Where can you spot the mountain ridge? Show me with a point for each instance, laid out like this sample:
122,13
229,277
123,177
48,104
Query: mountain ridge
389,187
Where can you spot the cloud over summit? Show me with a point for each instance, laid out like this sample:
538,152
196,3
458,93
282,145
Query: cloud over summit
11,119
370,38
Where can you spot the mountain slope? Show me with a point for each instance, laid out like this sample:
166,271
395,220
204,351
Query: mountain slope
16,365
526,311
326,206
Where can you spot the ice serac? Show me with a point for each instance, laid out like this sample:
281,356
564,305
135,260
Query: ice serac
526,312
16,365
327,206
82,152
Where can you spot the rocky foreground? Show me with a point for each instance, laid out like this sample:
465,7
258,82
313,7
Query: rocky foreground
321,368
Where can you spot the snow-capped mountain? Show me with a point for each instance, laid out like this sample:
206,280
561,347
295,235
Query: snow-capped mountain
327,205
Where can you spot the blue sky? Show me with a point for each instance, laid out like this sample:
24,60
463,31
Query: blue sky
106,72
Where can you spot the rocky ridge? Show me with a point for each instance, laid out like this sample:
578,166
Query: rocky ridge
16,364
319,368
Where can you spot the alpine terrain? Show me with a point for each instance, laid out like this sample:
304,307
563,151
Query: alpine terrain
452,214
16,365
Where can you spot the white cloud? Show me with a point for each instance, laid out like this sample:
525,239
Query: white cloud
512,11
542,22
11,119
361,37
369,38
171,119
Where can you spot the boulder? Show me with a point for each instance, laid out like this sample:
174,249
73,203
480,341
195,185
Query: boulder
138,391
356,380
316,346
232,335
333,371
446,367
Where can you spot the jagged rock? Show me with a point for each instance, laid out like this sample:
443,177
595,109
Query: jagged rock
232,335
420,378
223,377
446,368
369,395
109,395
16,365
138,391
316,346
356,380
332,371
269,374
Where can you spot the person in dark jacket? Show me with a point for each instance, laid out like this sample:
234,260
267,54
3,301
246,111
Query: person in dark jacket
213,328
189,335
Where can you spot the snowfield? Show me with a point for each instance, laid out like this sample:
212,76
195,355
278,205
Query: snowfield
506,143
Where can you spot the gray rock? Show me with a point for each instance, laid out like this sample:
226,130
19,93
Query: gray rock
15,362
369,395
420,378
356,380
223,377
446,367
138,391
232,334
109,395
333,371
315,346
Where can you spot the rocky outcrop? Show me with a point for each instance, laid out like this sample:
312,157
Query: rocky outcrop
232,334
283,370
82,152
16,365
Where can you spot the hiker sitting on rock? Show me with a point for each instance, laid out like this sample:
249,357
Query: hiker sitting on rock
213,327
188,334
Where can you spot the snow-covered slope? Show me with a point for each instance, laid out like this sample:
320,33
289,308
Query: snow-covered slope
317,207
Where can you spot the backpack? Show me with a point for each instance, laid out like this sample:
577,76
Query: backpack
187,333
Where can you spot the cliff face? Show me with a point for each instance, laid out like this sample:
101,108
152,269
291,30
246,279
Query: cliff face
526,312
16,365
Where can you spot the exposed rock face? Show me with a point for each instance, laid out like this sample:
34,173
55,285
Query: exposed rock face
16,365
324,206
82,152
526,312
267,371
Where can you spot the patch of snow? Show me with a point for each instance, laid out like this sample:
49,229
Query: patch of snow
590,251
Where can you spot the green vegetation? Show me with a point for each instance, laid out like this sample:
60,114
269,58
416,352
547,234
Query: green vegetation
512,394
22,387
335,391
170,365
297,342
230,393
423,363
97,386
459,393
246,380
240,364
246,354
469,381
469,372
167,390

______________________________

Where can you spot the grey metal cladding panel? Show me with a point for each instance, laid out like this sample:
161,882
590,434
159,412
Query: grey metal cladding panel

______________________________

> **Directions for this task**
With "grey" as the search string, filter the records and return each line that has it.

> **Exercise solution**
Where can you spot the grey metal cladding panel? Show me with a point for each instance, laid out like this sample:
Query: grey metal cladding panel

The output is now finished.